[Material to process]

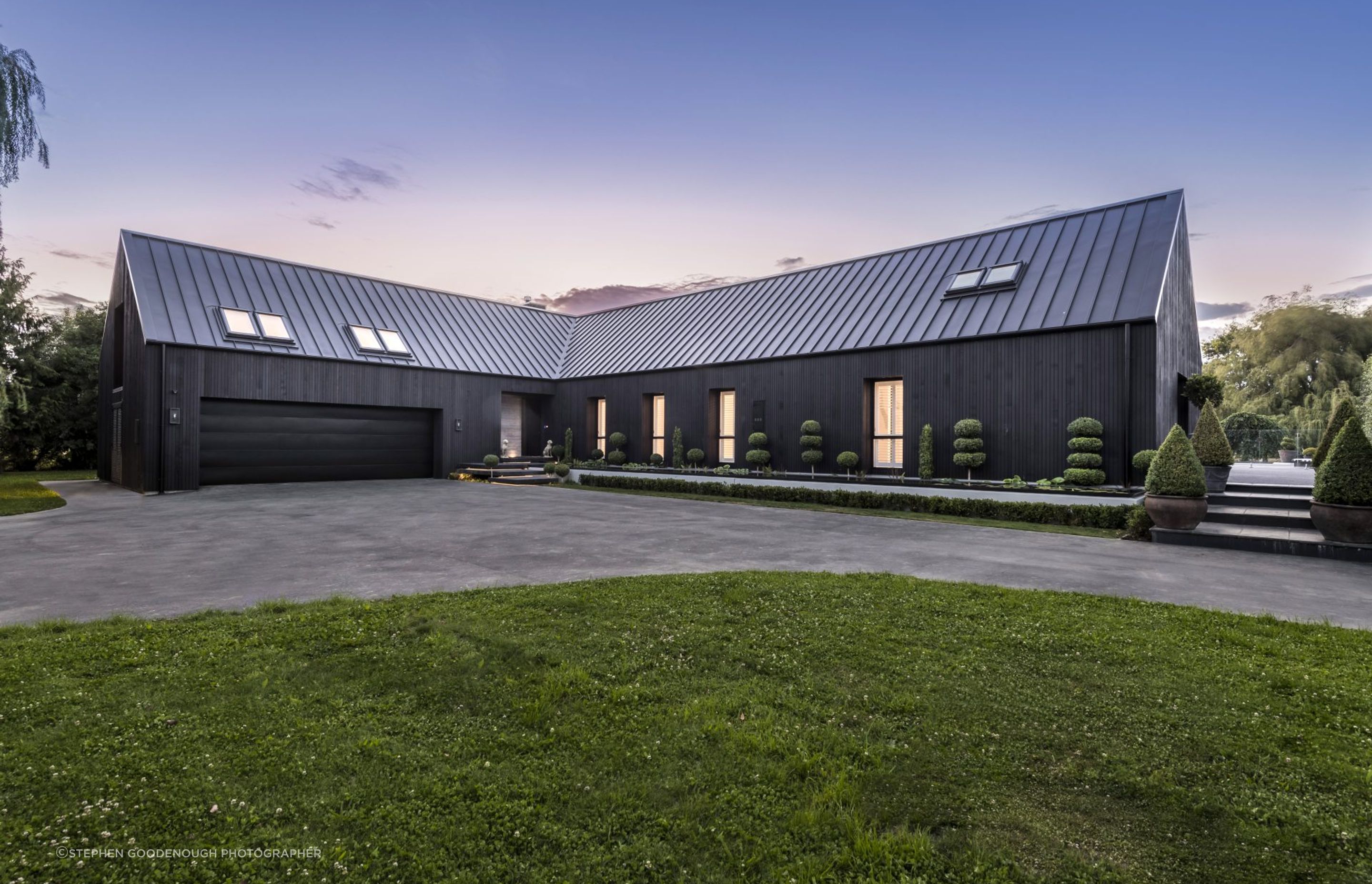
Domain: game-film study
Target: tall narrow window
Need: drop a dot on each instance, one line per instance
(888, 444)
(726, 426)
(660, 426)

---

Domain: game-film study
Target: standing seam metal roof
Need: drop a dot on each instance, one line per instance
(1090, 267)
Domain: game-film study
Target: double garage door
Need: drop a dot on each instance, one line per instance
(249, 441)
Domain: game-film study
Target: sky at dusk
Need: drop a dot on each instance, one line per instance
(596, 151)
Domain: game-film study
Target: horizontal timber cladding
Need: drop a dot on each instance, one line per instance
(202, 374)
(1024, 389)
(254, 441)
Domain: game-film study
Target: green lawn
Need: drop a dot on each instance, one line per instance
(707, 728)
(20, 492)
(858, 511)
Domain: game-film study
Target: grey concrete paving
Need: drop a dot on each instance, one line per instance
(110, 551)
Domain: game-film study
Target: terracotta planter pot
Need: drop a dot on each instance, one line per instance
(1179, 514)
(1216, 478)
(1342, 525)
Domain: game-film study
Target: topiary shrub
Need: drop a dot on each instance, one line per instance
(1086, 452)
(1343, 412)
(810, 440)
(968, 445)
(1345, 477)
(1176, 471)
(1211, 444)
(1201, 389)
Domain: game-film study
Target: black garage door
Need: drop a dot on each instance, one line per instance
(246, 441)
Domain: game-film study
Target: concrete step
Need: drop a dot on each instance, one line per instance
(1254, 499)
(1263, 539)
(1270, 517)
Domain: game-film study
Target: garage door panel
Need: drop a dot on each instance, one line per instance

[Assignment]
Lines of the listing above that hold the string "concrete" should each be copied.

[Exercise output]
Target: grey concrete paving
Target: concrete step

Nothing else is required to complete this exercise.